··· Provided records
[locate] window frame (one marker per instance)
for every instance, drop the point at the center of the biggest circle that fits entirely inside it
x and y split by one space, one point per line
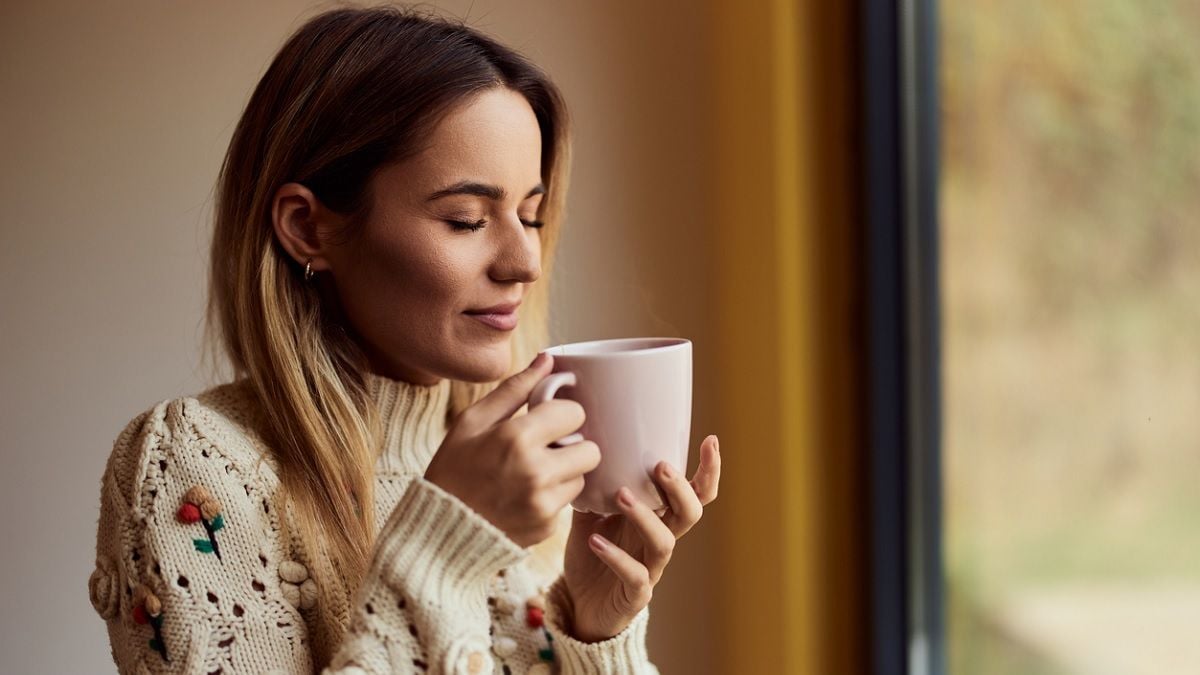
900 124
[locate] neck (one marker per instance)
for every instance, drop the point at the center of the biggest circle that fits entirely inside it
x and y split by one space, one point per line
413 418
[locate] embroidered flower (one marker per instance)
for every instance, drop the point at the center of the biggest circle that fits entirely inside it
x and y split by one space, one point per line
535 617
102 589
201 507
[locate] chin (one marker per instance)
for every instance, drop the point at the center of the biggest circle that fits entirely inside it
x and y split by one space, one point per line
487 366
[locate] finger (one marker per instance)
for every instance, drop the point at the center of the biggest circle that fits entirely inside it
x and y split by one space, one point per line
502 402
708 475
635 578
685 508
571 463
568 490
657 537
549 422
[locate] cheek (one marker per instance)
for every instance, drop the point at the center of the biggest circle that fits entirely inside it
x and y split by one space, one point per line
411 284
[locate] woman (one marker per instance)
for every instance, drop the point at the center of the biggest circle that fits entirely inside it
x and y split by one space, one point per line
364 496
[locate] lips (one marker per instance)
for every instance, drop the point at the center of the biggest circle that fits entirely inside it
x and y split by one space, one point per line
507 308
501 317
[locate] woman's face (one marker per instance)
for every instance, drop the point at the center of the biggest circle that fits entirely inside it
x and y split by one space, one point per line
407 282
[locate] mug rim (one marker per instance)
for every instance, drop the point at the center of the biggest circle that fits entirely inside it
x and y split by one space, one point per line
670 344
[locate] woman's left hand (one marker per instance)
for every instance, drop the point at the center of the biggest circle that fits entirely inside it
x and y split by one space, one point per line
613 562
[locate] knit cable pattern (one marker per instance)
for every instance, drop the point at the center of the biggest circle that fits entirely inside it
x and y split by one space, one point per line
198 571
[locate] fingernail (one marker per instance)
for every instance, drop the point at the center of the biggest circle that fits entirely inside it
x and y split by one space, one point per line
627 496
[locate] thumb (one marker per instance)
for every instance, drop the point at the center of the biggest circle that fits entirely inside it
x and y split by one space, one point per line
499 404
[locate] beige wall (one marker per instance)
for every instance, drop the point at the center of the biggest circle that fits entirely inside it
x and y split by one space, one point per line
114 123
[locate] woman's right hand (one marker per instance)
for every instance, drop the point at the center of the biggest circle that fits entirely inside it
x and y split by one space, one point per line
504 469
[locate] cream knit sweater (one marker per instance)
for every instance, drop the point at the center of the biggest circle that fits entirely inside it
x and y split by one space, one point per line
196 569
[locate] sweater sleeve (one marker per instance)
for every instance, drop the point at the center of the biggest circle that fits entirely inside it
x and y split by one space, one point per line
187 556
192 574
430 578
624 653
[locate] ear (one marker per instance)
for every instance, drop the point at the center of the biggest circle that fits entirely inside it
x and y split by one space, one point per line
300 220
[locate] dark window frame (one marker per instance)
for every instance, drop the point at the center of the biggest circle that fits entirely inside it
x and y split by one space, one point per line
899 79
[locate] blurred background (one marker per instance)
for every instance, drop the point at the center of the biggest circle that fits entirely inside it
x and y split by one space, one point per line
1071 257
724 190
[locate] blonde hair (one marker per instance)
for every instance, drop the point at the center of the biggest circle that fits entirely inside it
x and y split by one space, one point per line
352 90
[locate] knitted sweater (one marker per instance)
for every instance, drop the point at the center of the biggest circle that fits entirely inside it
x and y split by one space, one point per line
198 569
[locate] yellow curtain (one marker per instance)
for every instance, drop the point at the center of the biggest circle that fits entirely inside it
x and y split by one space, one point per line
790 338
······
**What to produce:**
All the lines that hold the word "hand" must appear in the answer, copied from the records.

**Output of the task:**
[locate] woman's left hand (one marker per instance)
[locate] woman's right hand (one marker per instance)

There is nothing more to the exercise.